Directive — Can you rewrite the records below with each "benchmark" changed to "evaluation" and nothing else altered, leaving the pictures out of your copy?

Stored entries
— begin —

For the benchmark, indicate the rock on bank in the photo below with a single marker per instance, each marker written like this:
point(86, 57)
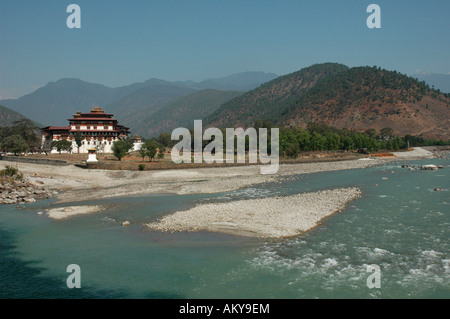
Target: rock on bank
point(282, 216)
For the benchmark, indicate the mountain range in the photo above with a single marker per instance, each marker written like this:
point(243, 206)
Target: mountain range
point(355, 98)
point(54, 103)
point(332, 93)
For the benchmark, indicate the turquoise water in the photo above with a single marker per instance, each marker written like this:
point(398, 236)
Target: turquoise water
point(400, 223)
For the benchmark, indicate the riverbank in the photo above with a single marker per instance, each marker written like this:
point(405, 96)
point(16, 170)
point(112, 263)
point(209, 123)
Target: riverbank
point(277, 217)
point(75, 184)
point(273, 217)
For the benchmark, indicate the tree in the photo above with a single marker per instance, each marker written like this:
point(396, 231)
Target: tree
point(161, 152)
point(387, 133)
point(78, 140)
point(165, 139)
point(27, 130)
point(121, 148)
point(62, 145)
point(15, 144)
point(371, 132)
point(151, 148)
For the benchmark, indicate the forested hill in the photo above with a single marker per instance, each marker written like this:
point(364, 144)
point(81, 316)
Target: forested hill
point(356, 98)
point(8, 116)
point(370, 97)
point(263, 102)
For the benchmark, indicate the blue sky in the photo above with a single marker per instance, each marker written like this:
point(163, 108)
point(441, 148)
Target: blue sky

— end —

Answer to this exercise —
For the evaluation, indicate the rock on bank in the photo below with a single marker per instance, each marker written like this:
point(86, 57)
Target: rock on bank
point(282, 216)
For the evaluation, indicate the mountain range in the photo above with a single marker per instance, each marker written like this:
point(243, 206)
Target: mountain range
point(355, 98)
point(54, 103)
point(332, 93)
For the evaluation, indicate the turquoise water in the photo above with a single marker per instance, each marker written like this:
point(398, 236)
Target: turquoise water
point(400, 223)
For the evaluation, indicate the riverbank in the photo above with a single marker per instance, each marker written like this:
point(405, 96)
point(16, 170)
point(112, 263)
point(209, 123)
Target: riverbank
point(277, 217)
point(75, 184)
point(273, 217)
For the evaluation, indicate the tree in the photo above with a single marker per instance, each marker written like this:
point(396, 231)
Target: tree
point(161, 152)
point(387, 133)
point(78, 140)
point(165, 139)
point(27, 130)
point(121, 148)
point(62, 145)
point(15, 144)
point(371, 132)
point(151, 148)
For the evaluation, indicate the forested hill in the photo above with a single marker per instance, each marker written like this:
point(364, 144)
point(81, 316)
Target: forested hill
point(356, 98)
point(8, 116)
point(370, 97)
point(263, 102)
For the evaluation, indicate the blue sky in the photo above with a single marker per instance, each marker written like this:
point(163, 108)
point(441, 148)
Target: blue sky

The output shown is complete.